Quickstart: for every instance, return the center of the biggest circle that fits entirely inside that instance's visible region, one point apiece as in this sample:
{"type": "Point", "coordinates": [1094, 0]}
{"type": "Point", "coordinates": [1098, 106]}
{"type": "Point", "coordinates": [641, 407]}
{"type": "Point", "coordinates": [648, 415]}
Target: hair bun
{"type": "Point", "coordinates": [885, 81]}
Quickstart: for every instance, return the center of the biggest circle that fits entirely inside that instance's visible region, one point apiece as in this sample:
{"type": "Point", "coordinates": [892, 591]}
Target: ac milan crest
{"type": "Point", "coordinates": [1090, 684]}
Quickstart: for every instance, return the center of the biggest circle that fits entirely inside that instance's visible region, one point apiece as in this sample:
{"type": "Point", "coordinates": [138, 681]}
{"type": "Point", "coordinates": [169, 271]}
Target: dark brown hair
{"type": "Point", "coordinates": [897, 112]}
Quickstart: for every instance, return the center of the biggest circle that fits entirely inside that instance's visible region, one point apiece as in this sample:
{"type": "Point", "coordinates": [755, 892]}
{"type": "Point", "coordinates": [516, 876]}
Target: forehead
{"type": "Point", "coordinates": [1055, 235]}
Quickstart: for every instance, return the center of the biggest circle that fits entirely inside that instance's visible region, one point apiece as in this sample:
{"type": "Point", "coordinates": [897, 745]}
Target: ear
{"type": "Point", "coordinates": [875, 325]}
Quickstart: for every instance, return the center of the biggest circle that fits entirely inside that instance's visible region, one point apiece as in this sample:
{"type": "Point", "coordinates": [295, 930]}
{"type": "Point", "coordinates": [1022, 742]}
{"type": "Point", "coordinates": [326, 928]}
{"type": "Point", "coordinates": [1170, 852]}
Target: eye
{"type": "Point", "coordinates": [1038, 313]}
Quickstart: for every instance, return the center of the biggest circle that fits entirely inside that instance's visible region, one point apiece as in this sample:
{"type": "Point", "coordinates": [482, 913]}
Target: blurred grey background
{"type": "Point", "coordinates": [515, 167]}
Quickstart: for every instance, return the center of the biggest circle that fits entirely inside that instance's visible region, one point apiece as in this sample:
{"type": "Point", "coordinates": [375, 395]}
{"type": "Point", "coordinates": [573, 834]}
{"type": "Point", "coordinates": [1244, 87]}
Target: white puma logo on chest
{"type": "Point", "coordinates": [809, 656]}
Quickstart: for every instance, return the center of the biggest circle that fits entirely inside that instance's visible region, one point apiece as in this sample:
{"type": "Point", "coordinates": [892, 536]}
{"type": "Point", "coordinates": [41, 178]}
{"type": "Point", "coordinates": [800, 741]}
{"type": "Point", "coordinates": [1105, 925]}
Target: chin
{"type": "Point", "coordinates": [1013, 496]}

TASK STATEMENT » Reproduce the material precisely, including every line.

TASK SOLUTION »
Quickstart: for every instance, return the center of the biggest circle that fits entirely inside that instance's visible region, one point apiece as in this sample:
{"type": "Point", "coordinates": [1094, 0]}
{"type": "Point", "coordinates": [1098, 106]}
{"type": "Point", "coordinates": [641, 407]}
{"type": "Point", "coordinates": [648, 415]}
Target: hair bun
{"type": "Point", "coordinates": [885, 81]}
Quickstart: for every instance, return the center of the biggest circle that fits entirely inside that instance's visible region, one point apiece as in this sample:
{"type": "Point", "coordinates": [892, 591]}
Target: ac milan crest
{"type": "Point", "coordinates": [1090, 684]}
Quickstart: for every instance, return the center of the biggest circle that fits entirely inside that instance's visible region, one point apiece as in this sample:
{"type": "Point", "coordinates": [138, 681]}
{"type": "Point", "coordinates": [169, 271]}
Target: dark brown hair
{"type": "Point", "coordinates": [897, 112]}
Quickstart: for every instance, return the center of the biggest circle that fits entirely inside that instance's visible region, one point apiece as in this sample:
{"type": "Point", "coordinates": [755, 892]}
{"type": "Point", "coordinates": [516, 876]}
Target: forehead
{"type": "Point", "coordinates": [1055, 235]}
Quickstart: for every instance, return the center of the biggest circle that fits entirely inside that instance's visible region, one point apiece as in this sample:
{"type": "Point", "coordinates": [897, 745]}
Target: ear
{"type": "Point", "coordinates": [875, 325]}
Quickstart: for every instance, return the center of the biggest circle that fits entirely inside that instance's visible region, one point apiece as in this sample:
{"type": "Point", "coordinates": [295, 930]}
{"type": "Point", "coordinates": [1022, 742]}
{"type": "Point", "coordinates": [326, 928]}
{"type": "Point", "coordinates": [1170, 852]}
Target: eye
{"type": "Point", "coordinates": [1038, 313]}
Quickstart: for every instance, return the center of the biggest circle that fits entirely inside that instance's visible region, one point apiece as in this sample:
{"type": "Point", "coordinates": [482, 913]}
Target: blurred grey background
{"type": "Point", "coordinates": [515, 167]}
Quickstart: for every instance, return the center of the biggest circle that fits entirely inside that instance's visible region, one point apiece as in this sample:
{"type": "Point", "coordinates": [375, 395]}
{"type": "Point", "coordinates": [573, 834]}
{"type": "Point", "coordinates": [1244, 87]}
Target: white puma logo on chest
{"type": "Point", "coordinates": [809, 656]}
Quickstart: for every instance, return the center of the biggest circle that fits entirely inside that instance's visible region, one point apiece as in this sample:
{"type": "Point", "coordinates": [892, 536]}
{"type": "Point", "coordinates": [41, 178]}
{"type": "Point", "coordinates": [800, 741]}
{"type": "Point", "coordinates": [1105, 925]}
Target: chin
{"type": "Point", "coordinates": [1013, 496]}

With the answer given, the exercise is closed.